--- Begin Records to process ---

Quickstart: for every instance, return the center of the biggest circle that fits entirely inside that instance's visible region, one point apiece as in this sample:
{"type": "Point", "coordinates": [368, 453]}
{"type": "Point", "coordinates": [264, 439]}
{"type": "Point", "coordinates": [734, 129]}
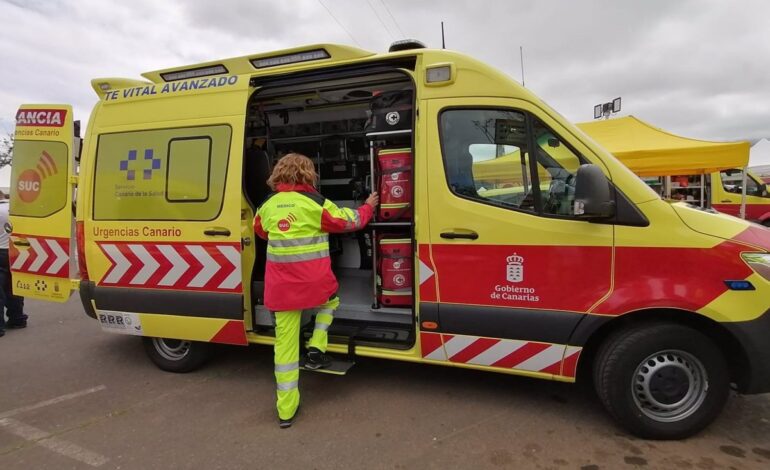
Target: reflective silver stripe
{"type": "Point", "coordinates": [276, 258]}
{"type": "Point", "coordinates": [304, 241]}
{"type": "Point", "coordinates": [286, 386]}
{"type": "Point", "coordinates": [286, 367]}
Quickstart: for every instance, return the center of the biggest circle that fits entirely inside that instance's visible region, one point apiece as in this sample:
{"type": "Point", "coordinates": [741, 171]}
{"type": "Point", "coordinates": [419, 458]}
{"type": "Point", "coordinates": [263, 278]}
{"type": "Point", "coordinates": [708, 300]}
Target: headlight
{"type": "Point", "coordinates": [759, 262]}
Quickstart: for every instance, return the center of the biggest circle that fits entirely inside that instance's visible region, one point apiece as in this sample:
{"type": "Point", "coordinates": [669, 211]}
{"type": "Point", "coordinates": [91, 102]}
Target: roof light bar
{"type": "Point", "coordinates": [275, 61]}
{"type": "Point", "coordinates": [438, 74]}
{"type": "Point", "coordinates": [194, 73]}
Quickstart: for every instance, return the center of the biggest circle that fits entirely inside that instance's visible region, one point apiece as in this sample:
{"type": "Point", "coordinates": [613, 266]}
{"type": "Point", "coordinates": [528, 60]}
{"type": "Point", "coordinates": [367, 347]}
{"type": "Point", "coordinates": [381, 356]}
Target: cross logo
{"type": "Point", "coordinates": [146, 172]}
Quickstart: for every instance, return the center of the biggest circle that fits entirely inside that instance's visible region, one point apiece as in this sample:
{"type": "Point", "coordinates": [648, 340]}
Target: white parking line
{"type": "Point", "coordinates": [46, 440]}
{"type": "Point", "coordinates": [43, 439]}
{"type": "Point", "coordinates": [52, 401]}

--- End Records to process ---

_Exercise directions:_
Revise all of the entries above so that "biggest" becomes "largest" wherever it appears, with everything else left unchanged. Leave the pictures out of your answer.

_Solution for this task:_
Quickstart: for every instance, return the center of the largest circle that fits entirely inside that instance's visible region, one point apiece as in this sample:
{"type": "Point", "coordinates": [368, 453]}
{"type": "Point", "coordinates": [264, 439]}
{"type": "Point", "coordinates": [734, 129]}
Target: reflective silver stripe
{"type": "Point", "coordinates": [276, 258]}
{"type": "Point", "coordinates": [304, 241]}
{"type": "Point", "coordinates": [286, 386]}
{"type": "Point", "coordinates": [286, 367]}
Quickstart: for every instance, return the center of the largest circle that fits entirely inside that instance's visible region, one point apiece as in this sample:
{"type": "Point", "coordinates": [741, 171]}
{"type": "Point", "coordinates": [419, 458]}
{"type": "Point", "coordinates": [263, 278]}
{"type": "Point", "coordinates": [708, 300]}
Target: headlight
{"type": "Point", "coordinates": [759, 262]}
Quickstart: for every instance, return the center of the largest circle that fits entirely inside that instance's visible region, one point apiece as in this sample:
{"type": "Point", "coordinates": [669, 211]}
{"type": "Point", "coordinates": [91, 102]}
Target: roof light bar
{"type": "Point", "coordinates": [275, 61]}
{"type": "Point", "coordinates": [438, 74]}
{"type": "Point", "coordinates": [194, 73]}
Quickstart: for every instance, return the center of the largest circle that fits entirely inside that instance's visible region, one point apiece as in this sample:
{"type": "Point", "coordinates": [613, 266]}
{"type": "Point", "coordinates": [528, 60]}
{"type": "Point", "coordinates": [367, 347]}
{"type": "Point", "coordinates": [381, 356]}
Target: cross logo
{"type": "Point", "coordinates": [146, 172]}
Quickstart: for every instance, return the center of the largest circle that fits entirely inside that instance's visible region, one point apiece as in this sample:
{"type": "Point", "coordinates": [648, 340]}
Target: white parking line
{"type": "Point", "coordinates": [46, 440]}
{"type": "Point", "coordinates": [43, 439]}
{"type": "Point", "coordinates": [52, 401]}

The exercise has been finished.